Data listing: Begin

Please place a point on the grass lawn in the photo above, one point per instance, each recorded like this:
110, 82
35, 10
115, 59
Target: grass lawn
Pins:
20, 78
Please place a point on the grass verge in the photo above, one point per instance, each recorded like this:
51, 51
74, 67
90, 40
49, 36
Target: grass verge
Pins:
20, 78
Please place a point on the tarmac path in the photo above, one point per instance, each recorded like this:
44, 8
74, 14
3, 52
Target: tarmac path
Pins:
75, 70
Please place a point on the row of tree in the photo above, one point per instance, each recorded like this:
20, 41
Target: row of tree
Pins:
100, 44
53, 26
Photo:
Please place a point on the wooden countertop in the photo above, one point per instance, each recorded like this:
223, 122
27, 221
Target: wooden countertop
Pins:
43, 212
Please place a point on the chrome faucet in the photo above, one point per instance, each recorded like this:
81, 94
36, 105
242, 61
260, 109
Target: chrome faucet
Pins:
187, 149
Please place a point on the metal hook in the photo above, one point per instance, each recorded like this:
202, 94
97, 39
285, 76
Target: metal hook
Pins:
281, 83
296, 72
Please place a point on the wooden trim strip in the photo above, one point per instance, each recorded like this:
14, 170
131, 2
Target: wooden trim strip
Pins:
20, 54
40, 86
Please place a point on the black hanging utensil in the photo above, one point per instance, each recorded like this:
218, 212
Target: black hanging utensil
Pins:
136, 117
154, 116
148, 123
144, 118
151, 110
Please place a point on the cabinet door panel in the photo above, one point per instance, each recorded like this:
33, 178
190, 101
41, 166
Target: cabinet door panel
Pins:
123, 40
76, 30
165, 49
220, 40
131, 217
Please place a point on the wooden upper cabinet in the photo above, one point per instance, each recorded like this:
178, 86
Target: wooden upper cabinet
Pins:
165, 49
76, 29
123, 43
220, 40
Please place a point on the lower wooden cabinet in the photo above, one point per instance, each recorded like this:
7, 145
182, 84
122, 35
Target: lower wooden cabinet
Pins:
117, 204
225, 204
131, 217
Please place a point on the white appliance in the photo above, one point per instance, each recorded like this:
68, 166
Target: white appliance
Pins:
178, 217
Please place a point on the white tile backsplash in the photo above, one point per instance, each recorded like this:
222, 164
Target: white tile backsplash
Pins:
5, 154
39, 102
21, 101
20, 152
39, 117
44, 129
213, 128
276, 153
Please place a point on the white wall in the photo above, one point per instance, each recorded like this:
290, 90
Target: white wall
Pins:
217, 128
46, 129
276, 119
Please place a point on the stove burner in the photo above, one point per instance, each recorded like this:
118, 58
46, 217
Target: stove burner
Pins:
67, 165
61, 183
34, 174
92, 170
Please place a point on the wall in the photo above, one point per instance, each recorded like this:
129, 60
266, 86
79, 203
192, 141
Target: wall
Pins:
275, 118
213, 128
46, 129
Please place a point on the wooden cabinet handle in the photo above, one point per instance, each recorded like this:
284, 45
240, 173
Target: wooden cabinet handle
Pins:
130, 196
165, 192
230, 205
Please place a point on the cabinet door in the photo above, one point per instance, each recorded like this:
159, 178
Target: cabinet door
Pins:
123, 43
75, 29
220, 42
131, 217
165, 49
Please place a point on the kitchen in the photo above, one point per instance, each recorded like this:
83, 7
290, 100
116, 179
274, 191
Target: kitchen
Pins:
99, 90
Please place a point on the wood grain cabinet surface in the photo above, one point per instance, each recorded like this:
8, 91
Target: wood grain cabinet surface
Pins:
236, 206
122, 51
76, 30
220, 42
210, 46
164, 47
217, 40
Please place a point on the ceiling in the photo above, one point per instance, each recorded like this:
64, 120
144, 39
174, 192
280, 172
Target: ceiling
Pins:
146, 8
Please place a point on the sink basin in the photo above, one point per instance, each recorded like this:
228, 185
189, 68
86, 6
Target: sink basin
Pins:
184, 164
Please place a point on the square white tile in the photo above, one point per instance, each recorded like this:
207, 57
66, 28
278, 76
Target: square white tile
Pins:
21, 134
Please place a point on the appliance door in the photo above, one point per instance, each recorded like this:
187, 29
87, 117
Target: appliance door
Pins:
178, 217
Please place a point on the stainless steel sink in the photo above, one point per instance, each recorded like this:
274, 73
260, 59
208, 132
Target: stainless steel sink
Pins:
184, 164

Data listing: End
Data listing: Begin

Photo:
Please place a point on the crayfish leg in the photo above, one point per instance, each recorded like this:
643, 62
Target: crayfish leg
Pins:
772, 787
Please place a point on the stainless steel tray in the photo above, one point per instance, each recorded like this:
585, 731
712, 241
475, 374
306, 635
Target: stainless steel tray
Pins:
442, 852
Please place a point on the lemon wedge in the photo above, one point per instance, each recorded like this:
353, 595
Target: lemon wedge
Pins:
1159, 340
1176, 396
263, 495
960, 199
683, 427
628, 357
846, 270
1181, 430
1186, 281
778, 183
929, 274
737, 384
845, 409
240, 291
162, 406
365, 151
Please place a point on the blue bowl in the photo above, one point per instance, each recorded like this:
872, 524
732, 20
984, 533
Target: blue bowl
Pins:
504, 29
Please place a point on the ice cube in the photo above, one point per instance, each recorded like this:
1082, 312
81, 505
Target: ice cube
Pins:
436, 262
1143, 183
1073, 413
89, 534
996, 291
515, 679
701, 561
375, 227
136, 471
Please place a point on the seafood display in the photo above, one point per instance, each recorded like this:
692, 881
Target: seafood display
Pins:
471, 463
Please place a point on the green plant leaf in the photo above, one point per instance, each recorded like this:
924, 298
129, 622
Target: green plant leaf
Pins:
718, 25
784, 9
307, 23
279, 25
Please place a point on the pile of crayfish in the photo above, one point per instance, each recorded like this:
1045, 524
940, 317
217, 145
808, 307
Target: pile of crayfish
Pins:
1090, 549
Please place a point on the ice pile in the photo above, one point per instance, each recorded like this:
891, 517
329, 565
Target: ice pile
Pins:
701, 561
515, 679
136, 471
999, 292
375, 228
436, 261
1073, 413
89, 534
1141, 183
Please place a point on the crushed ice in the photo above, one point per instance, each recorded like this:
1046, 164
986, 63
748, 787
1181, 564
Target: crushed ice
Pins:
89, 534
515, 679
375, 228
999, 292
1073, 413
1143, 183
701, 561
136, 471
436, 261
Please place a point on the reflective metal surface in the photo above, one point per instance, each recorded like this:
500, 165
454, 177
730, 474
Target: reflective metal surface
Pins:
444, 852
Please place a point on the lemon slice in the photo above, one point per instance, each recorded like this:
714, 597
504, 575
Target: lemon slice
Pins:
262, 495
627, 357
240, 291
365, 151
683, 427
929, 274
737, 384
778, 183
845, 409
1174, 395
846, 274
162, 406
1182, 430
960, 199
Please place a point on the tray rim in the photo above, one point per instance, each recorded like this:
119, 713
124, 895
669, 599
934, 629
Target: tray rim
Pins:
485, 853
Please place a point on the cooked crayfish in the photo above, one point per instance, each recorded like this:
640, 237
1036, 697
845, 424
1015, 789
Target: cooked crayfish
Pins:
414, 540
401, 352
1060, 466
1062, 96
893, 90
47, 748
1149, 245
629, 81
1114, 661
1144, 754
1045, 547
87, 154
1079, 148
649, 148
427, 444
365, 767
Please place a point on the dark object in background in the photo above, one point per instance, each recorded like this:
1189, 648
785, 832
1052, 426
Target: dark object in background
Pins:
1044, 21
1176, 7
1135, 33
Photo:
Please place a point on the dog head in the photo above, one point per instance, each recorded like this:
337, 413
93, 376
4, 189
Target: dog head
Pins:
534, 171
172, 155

Data listing: End
Data listing: Begin

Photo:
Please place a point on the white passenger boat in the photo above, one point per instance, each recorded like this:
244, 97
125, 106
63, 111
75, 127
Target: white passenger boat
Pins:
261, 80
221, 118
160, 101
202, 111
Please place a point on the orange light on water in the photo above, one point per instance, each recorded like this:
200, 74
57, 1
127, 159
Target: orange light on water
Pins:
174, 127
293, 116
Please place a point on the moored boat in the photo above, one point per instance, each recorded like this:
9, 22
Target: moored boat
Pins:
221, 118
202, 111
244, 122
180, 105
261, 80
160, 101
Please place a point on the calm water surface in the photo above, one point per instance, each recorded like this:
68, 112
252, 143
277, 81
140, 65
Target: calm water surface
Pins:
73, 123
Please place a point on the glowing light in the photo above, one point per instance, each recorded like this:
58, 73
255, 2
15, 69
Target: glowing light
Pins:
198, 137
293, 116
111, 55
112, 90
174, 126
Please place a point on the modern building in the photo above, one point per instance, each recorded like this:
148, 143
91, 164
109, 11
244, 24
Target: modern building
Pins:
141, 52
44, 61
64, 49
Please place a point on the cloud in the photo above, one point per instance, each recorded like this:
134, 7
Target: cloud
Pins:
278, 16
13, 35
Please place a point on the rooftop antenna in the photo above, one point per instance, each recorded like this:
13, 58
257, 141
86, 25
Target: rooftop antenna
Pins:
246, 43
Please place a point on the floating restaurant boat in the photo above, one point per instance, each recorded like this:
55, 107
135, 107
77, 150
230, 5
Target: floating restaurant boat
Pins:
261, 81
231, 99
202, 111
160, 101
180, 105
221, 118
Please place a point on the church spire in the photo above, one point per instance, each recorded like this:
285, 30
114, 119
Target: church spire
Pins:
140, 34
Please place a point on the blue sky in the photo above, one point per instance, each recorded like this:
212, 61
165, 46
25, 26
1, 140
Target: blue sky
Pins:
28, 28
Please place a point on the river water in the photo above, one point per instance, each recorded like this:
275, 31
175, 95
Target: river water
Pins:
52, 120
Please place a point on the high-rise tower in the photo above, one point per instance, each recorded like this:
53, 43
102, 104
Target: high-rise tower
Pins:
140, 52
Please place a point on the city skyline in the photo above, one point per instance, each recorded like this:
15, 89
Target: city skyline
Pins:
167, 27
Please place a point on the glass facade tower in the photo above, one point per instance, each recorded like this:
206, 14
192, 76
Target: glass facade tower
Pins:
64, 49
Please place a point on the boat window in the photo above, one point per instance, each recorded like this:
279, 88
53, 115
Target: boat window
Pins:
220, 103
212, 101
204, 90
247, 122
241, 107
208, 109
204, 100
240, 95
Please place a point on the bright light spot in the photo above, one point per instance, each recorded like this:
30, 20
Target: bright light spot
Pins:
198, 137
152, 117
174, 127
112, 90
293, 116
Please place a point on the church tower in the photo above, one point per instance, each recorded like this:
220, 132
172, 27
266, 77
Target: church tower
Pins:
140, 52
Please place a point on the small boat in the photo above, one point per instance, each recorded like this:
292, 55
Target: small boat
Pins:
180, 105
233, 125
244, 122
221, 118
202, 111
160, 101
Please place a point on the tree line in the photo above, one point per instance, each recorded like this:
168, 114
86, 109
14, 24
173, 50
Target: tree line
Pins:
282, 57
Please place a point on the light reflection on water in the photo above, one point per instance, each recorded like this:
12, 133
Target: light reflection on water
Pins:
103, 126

Data listing: End

▸ Description of the task:
Take every line from the data above that holds "rise" and copy it out.

▸ Task output:
Please place a point on the high-rise tower in the photo above, one point per instance, each recorded like this:
Target: high-rise tower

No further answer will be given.